** START **
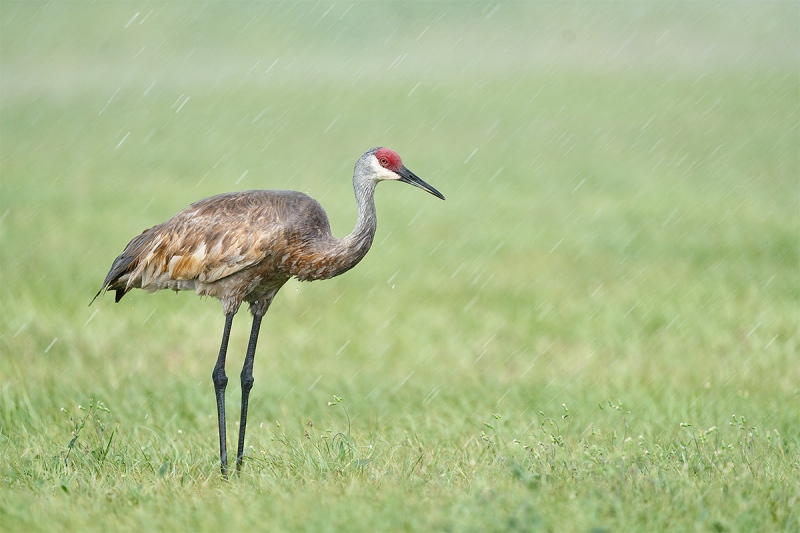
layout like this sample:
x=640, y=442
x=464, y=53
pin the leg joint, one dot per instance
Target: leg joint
x=219, y=378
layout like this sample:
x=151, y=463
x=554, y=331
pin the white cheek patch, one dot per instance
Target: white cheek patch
x=382, y=173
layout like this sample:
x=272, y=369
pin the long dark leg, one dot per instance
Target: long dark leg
x=247, y=384
x=220, y=382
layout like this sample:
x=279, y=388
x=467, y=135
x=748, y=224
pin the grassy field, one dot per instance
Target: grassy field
x=597, y=331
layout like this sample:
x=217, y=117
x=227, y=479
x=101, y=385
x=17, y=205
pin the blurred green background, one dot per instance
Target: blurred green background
x=621, y=228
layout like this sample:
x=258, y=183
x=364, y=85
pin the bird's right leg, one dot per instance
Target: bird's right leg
x=220, y=382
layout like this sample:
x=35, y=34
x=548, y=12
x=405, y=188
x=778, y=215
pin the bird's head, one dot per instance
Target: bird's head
x=381, y=164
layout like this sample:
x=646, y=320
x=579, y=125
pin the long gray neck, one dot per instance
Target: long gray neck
x=352, y=248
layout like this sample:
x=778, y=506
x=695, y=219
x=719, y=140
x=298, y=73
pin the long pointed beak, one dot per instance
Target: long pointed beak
x=406, y=176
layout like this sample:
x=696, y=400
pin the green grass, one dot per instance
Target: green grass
x=598, y=330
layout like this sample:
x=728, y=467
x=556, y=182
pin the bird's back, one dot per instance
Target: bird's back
x=225, y=246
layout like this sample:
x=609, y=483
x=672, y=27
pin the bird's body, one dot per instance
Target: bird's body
x=236, y=247
x=244, y=246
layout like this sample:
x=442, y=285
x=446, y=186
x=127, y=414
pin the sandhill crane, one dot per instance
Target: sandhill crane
x=243, y=246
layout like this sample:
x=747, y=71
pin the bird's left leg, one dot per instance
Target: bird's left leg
x=247, y=382
x=220, y=382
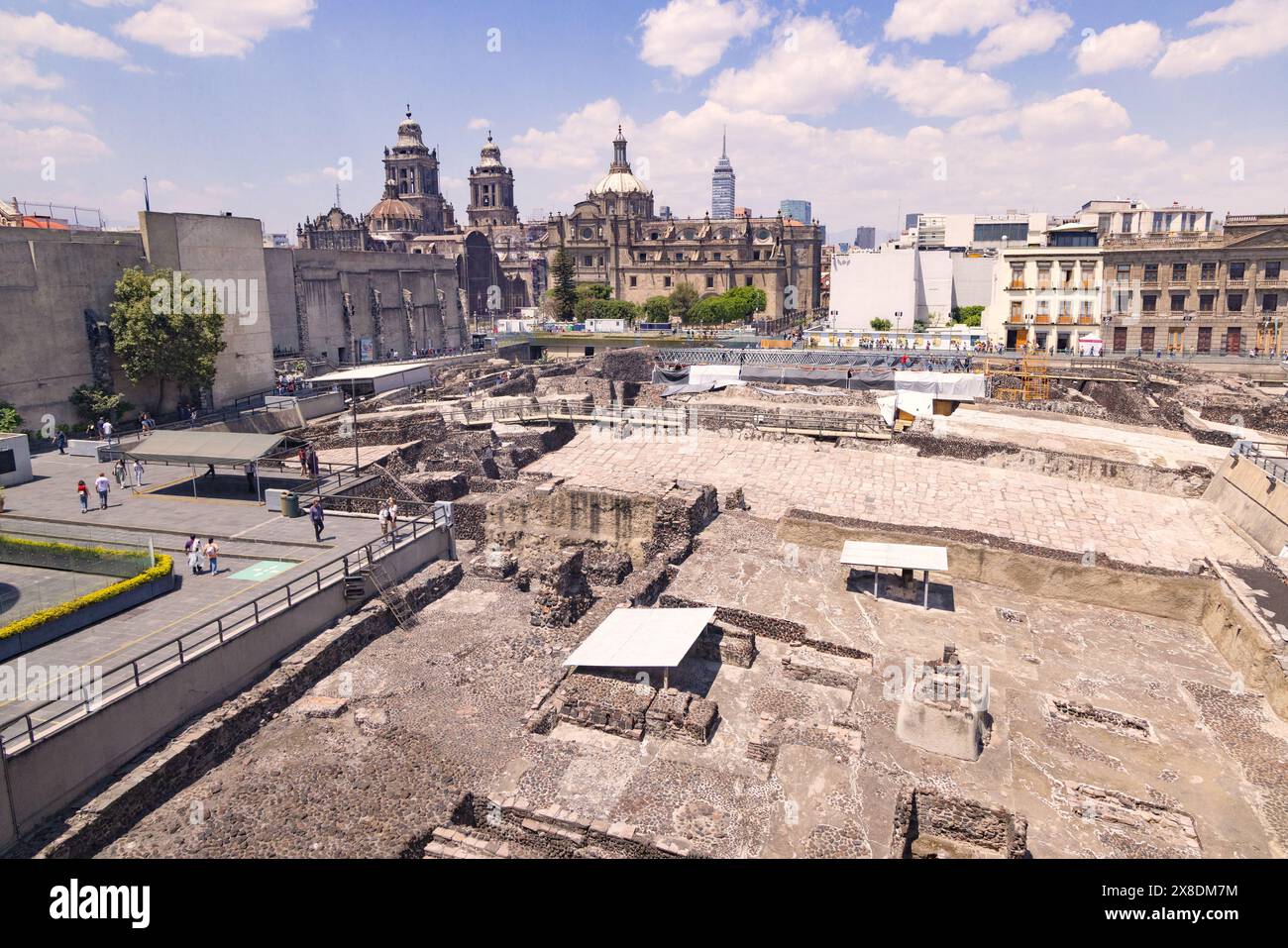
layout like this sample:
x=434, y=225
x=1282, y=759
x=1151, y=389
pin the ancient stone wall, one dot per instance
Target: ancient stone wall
x=926, y=811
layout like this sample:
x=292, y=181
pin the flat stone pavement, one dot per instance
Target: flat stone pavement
x=1131, y=526
x=246, y=532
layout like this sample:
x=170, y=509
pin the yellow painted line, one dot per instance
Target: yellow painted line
x=98, y=660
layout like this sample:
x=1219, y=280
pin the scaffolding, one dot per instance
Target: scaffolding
x=1024, y=380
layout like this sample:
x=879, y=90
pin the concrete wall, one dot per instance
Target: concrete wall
x=1240, y=489
x=215, y=248
x=44, y=779
x=17, y=443
x=47, y=286
x=316, y=322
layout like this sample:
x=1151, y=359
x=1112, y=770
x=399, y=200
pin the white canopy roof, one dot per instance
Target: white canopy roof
x=642, y=639
x=896, y=556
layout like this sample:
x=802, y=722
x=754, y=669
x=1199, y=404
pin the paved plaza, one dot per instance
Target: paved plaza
x=1131, y=526
x=259, y=550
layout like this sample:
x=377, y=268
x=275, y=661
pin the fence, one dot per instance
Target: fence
x=27, y=728
x=1270, y=456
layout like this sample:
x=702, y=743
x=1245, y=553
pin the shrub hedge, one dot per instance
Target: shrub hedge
x=27, y=623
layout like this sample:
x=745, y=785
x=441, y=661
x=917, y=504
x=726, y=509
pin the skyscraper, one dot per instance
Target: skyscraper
x=798, y=210
x=722, y=184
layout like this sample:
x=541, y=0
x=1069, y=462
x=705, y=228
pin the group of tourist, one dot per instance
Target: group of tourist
x=202, y=557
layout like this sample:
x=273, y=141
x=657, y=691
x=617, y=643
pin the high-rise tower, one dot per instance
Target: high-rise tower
x=722, y=184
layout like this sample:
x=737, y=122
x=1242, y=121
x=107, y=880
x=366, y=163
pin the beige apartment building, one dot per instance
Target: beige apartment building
x=1186, y=292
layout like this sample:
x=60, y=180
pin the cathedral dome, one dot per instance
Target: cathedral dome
x=410, y=133
x=490, y=154
x=618, y=183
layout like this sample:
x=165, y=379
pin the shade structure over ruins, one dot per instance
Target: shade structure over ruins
x=642, y=639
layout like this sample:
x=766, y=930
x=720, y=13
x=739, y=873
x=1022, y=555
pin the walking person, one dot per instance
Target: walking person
x=102, y=484
x=317, y=517
x=193, y=549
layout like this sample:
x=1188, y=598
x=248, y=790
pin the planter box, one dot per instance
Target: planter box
x=81, y=618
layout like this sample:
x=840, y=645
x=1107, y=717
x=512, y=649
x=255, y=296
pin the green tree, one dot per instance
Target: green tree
x=162, y=334
x=593, y=291
x=657, y=308
x=563, y=291
x=93, y=403
x=683, y=298
x=9, y=417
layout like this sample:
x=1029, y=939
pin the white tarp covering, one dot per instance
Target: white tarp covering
x=706, y=375
x=642, y=639
x=857, y=553
x=957, y=386
x=919, y=404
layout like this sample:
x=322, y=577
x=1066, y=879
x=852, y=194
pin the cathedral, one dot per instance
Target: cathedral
x=497, y=272
x=614, y=237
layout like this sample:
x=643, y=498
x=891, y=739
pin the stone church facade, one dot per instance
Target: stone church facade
x=614, y=237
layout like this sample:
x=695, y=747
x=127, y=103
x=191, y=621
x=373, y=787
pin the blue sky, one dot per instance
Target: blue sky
x=868, y=110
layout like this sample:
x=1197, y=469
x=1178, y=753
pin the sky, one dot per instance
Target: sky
x=868, y=110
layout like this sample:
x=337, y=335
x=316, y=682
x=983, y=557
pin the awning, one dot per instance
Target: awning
x=857, y=553
x=204, y=447
x=642, y=639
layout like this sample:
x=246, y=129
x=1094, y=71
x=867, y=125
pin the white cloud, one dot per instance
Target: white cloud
x=215, y=27
x=923, y=20
x=1121, y=47
x=25, y=150
x=1244, y=30
x=581, y=142
x=42, y=33
x=20, y=72
x=809, y=69
x=1019, y=38
x=931, y=88
x=691, y=37
x=43, y=110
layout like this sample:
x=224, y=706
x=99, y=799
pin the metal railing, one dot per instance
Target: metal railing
x=1270, y=456
x=22, y=730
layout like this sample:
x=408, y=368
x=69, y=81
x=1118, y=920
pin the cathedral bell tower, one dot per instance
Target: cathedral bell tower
x=490, y=189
** END **
List each line in the rows above that contains the string "group", matching case exactly.

pin the group of tourist, one dot per instance
Target: group of tourist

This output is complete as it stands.